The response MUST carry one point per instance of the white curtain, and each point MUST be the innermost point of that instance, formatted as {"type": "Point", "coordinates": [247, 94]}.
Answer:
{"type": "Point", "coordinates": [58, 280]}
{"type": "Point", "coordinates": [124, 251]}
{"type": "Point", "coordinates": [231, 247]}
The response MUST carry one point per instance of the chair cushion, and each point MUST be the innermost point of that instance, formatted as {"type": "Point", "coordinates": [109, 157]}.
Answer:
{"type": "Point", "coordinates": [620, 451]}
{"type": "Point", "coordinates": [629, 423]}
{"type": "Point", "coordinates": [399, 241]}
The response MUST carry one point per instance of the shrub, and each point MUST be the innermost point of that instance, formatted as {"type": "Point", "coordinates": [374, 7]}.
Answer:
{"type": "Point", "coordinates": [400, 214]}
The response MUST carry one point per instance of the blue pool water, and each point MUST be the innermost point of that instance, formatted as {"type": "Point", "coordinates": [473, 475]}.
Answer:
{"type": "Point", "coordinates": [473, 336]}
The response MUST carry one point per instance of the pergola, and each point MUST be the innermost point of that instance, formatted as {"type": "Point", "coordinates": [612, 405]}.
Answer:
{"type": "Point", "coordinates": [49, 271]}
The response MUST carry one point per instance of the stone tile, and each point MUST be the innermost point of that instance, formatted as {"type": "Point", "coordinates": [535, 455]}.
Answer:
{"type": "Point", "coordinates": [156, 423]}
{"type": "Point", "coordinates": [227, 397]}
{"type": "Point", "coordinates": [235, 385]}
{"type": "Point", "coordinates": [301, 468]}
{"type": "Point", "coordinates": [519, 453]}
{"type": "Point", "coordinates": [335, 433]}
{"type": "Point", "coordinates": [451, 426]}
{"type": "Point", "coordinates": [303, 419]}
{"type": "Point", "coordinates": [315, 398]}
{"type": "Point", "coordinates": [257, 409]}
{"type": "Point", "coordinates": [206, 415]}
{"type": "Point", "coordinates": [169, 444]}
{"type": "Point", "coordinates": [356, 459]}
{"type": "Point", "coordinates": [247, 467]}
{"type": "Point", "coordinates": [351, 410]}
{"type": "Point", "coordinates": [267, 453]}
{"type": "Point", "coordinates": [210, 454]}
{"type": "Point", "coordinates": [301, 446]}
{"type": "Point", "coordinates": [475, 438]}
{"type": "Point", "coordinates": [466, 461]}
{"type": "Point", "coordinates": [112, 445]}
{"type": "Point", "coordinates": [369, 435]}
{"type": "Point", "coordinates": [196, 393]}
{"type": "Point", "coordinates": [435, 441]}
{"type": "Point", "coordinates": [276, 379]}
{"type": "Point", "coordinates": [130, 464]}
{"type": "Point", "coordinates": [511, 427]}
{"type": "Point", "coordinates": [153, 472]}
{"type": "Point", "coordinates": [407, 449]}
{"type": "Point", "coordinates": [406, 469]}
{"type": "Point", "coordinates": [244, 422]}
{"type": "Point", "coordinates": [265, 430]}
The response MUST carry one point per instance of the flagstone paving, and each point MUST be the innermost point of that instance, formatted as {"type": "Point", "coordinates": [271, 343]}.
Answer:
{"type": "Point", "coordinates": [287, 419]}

# EXERCISE REQUIREMENTS
All records above need to be set down again exactly as written.

# REPLY TO THE TASK
The response MUST carry one point per instance of the white curtain, and each point MUST be the innermost point of that instance, formatted as {"type": "Point", "coordinates": [247, 94]}.
Answer:
{"type": "Point", "coordinates": [58, 280]}
{"type": "Point", "coordinates": [124, 251]}
{"type": "Point", "coordinates": [231, 247]}
The response MUST carry one point per instance of the chair cushion, and each point MUST be the innermost point of that instance, formatted as {"type": "Point", "coordinates": [109, 157]}.
Answer:
{"type": "Point", "coordinates": [620, 451]}
{"type": "Point", "coordinates": [629, 423]}
{"type": "Point", "coordinates": [399, 241]}
The response MUST carry one point per instance of the shrub, and each point MUST be the innermost point of that instance, formatted as {"type": "Point", "coordinates": [374, 7]}.
Answer:
{"type": "Point", "coordinates": [400, 214]}
The response MUST carry one point per instance of the blue pool water, and each point MUST be the innermost point of that instance, formatted as {"type": "Point", "coordinates": [473, 475]}.
Answer:
{"type": "Point", "coordinates": [473, 336]}
The response MUST carry one point per instance of the pergola, and each point MUST be the innermost point of that instance, formatted as {"type": "Point", "coordinates": [612, 405]}.
Answer:
{"type": "Point", "coordinates": [49, 271]}
The response MUST carry one point per instance of the stone tile, and each point MUST be the innermost point of that instance, formatted as {"type": "Point", "coordinates": [535, 455]}.
Answer:
{"type": "Point", "coordinates": [156, 423]}
{"type": "Point", "coordinates": [227, 397]}
{"type": "Point", "coordinates": [235, 385]}
{"type": "Point", "coordinates": [301, 468]}
{"type": "Point", "coordinates": [519, 453]}
{"type": "Point", "coordinates": [335, 433]}
{"type": "Point", "coordinates": [451, 426]}
{"type": "Point", "coordinates": [303, 419]}
{"type": "Point", "coordinates": [315, 398]}
{"type": "Point", "coordinates": [257, 409]}
{"type": "Point", "coordinates": [206, 415]}
{"type": "Point", "coordinates": [169, 444]}
{"type": "Point", "coordinates": [356, 459]}
{"type": "Point", "coordinates": [247, 467]}
{"type": "Point", "coordinates": [351, 410]}
{"type": "Point", "coordinates": [267, 453]}
{"type": "Point", "coordinates": [210, 454]}
{"type": "Point", "coordinates": [301, 446]}
{"type": "Point", "coordinates": [475, 438]}
{"type": "Point", "coordinates": [466, 461]}
{"type": "Point", "coordinates": [112, 445]}
{"type": "Point", "coordinates": [369, 435]}
{"type": "Point", "coordinates": [196, 393]}
{"type": "Point", "coordinates": [435, 441]}
{"type": "Point", "coordinates": [276, 379]}
{"type": "Point", "coordinates": [130, 464]}
{"type": "Point", "coordinates": [511, 427]}
{"type": "Point", "coordinates": [153, 472]}
{"type": "Point", "coordinates": [407, 449]}
{"type": "Point", "coordinates": [406, 469]}
{"type": "Point", "coordinates": [244, 422]}
{"type": "Point", "coordinates": [265, 430]}
The response MUST carry one point per instance of the flagstone paving, and each point MUST be the innermost point of that instance, formatted as {"type": "Point", "coordinates": [271, 343]}.
Answer:
{"type": "Point", "coordinates": [287, 419]}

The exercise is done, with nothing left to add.